* TASK PROMPT *
Report every line below that contains the word "wooden", copying each one in full. Case counts.

* RECORDS FOR THE TASK *
——————————
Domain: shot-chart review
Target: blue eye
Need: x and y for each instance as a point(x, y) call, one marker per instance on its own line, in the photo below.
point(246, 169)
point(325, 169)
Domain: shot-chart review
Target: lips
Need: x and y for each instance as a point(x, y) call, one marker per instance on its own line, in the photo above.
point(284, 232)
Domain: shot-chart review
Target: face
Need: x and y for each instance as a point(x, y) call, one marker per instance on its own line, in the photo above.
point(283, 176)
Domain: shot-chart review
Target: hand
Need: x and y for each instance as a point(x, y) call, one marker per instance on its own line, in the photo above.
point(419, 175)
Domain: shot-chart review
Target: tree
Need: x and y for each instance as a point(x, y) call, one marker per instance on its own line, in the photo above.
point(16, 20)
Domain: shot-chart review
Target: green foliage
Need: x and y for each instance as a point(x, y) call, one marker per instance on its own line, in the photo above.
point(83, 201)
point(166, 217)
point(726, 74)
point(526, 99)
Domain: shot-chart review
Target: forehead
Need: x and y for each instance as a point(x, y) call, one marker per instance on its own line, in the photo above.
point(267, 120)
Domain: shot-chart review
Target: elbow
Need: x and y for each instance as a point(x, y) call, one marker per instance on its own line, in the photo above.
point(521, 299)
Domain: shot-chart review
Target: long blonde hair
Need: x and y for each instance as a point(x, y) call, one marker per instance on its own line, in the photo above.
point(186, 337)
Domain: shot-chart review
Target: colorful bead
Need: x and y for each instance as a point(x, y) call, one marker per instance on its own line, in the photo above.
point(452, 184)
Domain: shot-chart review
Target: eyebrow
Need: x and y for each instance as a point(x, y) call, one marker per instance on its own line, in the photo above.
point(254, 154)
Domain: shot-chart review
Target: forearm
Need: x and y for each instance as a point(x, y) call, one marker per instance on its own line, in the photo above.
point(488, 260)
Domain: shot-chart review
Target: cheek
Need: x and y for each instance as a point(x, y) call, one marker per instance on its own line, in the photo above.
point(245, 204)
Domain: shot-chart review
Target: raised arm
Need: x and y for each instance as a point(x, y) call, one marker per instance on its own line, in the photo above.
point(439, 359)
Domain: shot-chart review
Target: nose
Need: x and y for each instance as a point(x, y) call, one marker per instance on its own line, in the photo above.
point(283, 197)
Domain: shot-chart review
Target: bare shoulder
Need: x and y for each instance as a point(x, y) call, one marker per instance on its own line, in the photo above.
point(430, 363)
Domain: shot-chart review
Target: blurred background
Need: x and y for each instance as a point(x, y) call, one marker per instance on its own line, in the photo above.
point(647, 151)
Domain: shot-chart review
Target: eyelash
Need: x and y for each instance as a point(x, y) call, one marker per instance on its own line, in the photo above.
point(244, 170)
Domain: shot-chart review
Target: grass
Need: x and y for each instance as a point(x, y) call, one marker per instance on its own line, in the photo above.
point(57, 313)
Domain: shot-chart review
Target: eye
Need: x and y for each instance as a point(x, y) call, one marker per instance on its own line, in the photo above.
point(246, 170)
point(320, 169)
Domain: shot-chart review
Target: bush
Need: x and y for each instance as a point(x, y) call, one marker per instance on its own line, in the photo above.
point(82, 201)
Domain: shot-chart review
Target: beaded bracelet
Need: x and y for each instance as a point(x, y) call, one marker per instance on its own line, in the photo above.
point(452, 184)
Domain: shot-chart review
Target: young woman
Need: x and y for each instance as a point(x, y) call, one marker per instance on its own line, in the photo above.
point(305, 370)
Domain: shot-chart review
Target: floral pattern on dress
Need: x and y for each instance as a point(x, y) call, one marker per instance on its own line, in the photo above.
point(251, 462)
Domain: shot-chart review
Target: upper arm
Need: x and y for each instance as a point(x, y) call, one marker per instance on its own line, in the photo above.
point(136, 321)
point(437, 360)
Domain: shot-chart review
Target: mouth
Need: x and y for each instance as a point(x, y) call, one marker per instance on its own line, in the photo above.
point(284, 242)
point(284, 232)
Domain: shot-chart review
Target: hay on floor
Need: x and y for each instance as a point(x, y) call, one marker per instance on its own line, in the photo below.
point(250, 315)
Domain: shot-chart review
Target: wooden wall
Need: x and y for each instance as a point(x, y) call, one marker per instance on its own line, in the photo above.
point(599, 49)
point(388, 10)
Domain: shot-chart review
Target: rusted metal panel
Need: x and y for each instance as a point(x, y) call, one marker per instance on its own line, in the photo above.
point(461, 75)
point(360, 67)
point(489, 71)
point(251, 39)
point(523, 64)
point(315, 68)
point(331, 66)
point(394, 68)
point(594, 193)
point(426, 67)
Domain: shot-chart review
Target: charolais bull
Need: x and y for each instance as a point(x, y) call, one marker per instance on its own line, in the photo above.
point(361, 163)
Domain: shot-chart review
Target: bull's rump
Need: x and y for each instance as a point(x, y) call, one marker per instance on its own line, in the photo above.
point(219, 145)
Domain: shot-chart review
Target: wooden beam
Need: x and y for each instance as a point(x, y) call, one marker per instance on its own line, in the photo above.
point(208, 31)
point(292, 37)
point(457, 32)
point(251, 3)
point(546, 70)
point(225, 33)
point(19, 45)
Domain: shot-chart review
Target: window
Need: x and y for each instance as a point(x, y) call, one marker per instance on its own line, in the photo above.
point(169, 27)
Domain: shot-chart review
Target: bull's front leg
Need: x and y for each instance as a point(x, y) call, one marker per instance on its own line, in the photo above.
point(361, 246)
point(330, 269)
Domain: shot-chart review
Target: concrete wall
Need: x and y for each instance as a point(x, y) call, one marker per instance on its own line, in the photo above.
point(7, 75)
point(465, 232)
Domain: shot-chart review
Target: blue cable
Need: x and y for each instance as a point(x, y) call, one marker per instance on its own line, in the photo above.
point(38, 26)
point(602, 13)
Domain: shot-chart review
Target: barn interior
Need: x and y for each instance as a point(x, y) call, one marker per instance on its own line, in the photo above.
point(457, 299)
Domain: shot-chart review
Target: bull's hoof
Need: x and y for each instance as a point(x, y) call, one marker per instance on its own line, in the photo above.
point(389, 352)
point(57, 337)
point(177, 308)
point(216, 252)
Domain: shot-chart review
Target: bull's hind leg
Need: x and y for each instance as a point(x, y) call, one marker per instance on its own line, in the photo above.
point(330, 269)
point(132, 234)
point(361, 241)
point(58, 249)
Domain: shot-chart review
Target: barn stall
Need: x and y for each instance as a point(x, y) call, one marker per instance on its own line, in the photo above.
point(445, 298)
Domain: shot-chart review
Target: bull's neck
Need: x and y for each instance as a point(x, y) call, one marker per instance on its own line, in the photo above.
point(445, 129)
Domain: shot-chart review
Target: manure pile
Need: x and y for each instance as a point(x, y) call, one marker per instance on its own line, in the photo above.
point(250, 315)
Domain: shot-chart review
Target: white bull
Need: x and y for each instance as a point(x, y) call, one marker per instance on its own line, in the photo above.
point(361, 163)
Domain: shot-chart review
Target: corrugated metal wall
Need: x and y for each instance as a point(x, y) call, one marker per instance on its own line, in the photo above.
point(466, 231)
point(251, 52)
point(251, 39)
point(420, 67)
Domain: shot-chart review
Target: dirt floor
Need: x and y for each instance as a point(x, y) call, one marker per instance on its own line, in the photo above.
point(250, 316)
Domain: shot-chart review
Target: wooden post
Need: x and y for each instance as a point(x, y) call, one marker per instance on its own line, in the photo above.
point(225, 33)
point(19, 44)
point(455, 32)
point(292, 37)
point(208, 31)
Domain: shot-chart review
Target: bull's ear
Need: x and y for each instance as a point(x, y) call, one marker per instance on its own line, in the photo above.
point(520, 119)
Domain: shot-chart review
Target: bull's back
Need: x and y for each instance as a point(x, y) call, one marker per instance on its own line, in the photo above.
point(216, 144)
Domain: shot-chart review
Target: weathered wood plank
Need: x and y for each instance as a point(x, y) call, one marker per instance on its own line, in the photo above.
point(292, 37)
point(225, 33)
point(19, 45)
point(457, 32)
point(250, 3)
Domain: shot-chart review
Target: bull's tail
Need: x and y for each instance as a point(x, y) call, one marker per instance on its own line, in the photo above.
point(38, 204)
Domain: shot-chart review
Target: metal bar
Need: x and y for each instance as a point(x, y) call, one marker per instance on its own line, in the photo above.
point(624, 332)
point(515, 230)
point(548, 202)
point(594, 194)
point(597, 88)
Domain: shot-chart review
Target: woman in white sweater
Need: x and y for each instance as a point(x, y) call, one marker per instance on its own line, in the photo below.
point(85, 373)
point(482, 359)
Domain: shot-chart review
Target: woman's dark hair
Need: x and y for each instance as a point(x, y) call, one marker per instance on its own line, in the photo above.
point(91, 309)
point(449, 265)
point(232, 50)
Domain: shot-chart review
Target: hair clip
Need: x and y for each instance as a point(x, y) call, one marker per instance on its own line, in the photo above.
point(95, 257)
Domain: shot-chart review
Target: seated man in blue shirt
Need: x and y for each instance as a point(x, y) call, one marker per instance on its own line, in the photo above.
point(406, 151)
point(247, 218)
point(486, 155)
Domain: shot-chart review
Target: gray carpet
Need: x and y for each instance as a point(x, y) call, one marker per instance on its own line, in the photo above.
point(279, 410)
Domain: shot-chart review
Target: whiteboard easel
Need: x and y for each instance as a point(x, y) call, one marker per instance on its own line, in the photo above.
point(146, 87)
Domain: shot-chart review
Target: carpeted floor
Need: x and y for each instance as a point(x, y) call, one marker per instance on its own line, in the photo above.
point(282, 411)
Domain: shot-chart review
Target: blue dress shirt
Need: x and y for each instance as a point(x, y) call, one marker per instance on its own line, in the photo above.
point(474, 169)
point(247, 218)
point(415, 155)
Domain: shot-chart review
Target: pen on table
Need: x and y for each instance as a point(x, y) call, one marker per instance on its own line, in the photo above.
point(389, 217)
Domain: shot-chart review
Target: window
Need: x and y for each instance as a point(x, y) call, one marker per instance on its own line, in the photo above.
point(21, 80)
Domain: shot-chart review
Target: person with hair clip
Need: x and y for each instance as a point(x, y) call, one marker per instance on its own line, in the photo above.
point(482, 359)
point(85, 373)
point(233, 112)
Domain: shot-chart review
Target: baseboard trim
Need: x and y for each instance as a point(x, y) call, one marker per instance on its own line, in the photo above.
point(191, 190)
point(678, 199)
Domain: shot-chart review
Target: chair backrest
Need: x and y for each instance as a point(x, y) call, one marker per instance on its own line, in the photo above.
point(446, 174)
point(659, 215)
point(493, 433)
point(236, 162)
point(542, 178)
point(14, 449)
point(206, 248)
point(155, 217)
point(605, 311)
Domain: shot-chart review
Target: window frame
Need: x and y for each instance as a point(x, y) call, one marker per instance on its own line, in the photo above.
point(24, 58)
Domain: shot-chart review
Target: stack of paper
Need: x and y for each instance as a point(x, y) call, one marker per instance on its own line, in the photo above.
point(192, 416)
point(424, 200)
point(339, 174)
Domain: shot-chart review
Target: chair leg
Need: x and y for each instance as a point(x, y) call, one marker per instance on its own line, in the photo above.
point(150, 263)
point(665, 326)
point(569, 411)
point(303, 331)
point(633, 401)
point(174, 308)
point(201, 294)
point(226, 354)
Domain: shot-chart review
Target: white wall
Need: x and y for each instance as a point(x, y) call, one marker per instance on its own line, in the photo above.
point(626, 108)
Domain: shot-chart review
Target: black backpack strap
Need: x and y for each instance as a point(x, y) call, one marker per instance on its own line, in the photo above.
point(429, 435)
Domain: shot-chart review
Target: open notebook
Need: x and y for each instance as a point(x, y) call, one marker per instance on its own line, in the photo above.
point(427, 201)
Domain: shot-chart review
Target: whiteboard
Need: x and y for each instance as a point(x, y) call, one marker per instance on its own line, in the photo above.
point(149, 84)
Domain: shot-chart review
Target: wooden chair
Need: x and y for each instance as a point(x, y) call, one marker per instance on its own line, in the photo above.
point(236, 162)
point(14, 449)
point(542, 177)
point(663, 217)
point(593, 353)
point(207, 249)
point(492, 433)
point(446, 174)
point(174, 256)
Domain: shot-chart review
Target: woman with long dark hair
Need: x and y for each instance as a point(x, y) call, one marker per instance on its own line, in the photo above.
——————————
* SOLUTION TO THIS PROBLEM *
Target: wooden wall
Target: wooden beam
Target: wooden post
Target: wooden chair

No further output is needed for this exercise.